## TEXTE SOURCE
• • •
L’héritage est donc clairement assumé, et Sébastien Texier a su en extraire le meilleur [7], et Don’t Forget You’re An Animal en est une démonstration très convaincante. (Il est en ce sens assez différent de Chimères, dont l’esthétique était plus expérimentale.) Il est plus intrinsèquement mélodique et bénéficie d’une exécution de très haut niveau sous l’impulsion de musiciens irréprochables. Henri Texier, évidemment (présent sur trois titres) : les conversations qu’il engage avec son valeureux homologue Tchamitchian (sur « Lilian’s Tears » ou « Redman » par exemple) sont de vrais petits bijoux dont la musicalité est mise en évidence par une prise de son et un mastering exemplaires [8]. Tout au long du disque, la présence rythmique et mélodique de Tchamitchian confère à l’ensemble une puissance confortable, histoire de nous rappeler - mais en était-il besoin ? - que ce monsieur est un grand, lui aussi. On est happé par l’intensité de ses interventions incisives à l’archet (« The Yellow Cab Experience », « Broken Worlds », dont le motif sériel à la clarinette est peu à peu déchiré par les stridences de la contrebasse avant que, majestueusement, Tchamitchian nous en livre le thème final). On est séduit, pour finir, par le travail fourni par Sean Carpio. La palette de ses couleurs, très étendue, passe avec fluidité de la délicatesse des balais (« Lilian’s Tears ») aux déferlements tous toms dehors (« Pain de singe », « Hyena’s Night ») qu’il affectionne particulièrement. Voilà un percussionniste qui n’a probablement pas fini de faire parler de lui, et on comprend mieux, à l’écoute de cet album, le pouvoir de séduction qu’il a pu exercer sur un artiste aussi expérimenté qu’Henri Texier, qui en a vu d’autres.
Don’t Forget You’re An Animal est bien plus plus qu’un second essai venant transformer le premier : il est l’affirmation d’une maturité d’instrumentiste et de compositeur qui impose petit à petit Sébastien Texier comme une des figures les plus attachantes de la scène jazz actuelle.
• • •
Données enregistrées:
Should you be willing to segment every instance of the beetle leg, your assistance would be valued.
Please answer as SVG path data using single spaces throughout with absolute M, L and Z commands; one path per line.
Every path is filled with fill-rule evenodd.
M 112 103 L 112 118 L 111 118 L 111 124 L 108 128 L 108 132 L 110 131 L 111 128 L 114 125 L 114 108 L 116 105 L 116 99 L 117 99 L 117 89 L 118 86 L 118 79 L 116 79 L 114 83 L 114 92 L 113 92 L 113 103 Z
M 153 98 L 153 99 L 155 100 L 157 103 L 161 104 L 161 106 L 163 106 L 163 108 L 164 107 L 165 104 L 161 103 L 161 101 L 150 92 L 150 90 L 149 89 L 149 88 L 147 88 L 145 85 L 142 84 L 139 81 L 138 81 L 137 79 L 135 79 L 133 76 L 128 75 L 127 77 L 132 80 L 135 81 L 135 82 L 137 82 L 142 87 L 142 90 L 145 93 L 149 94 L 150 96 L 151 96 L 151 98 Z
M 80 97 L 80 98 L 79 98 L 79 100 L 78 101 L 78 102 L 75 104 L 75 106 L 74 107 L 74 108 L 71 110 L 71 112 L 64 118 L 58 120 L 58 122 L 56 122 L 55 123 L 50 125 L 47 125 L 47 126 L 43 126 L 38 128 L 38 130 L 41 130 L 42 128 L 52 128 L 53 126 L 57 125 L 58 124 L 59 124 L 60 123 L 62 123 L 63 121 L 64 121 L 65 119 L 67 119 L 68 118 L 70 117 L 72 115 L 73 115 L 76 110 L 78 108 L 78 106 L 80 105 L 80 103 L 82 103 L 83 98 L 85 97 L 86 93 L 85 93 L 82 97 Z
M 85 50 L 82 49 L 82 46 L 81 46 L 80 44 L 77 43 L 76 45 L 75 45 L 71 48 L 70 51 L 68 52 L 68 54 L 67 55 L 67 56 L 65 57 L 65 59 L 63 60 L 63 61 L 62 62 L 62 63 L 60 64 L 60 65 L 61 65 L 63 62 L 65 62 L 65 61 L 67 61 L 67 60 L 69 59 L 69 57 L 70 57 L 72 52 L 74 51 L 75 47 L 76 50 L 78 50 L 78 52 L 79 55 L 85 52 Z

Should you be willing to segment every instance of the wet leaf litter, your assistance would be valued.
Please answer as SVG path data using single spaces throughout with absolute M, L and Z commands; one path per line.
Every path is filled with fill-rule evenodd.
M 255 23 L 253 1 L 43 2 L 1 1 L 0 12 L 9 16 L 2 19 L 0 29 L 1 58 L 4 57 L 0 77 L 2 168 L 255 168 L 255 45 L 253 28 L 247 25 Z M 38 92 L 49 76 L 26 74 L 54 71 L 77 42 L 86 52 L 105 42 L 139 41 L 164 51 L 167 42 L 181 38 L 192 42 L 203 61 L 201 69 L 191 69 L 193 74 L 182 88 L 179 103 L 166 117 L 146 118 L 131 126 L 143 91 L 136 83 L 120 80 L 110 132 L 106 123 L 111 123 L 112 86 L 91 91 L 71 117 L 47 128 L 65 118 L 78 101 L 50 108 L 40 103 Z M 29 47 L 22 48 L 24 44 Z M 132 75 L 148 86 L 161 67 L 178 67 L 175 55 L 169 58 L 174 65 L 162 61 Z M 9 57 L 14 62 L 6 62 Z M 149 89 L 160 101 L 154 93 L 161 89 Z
• • •
## À FAIRE
Recopiez, dans la critique de l'album Don’t Forget You’re An Animal, le passage allant de « Don’t Forget You’re An Animal est » jusqu'à « scène jazz actuelle. ». Les données forment un matériau distinct de la critique.

## RÉPONSE
Don’t Forget You’re An Animal est bien plus plus qu’un second essai venant transformer le premier : il est l’affirmation d’une maturité d’instrumentiste et de compositeur qui impose petit à petit Sébastien Texier comme une des figures les plus attachantes de la scène jazz actuelle.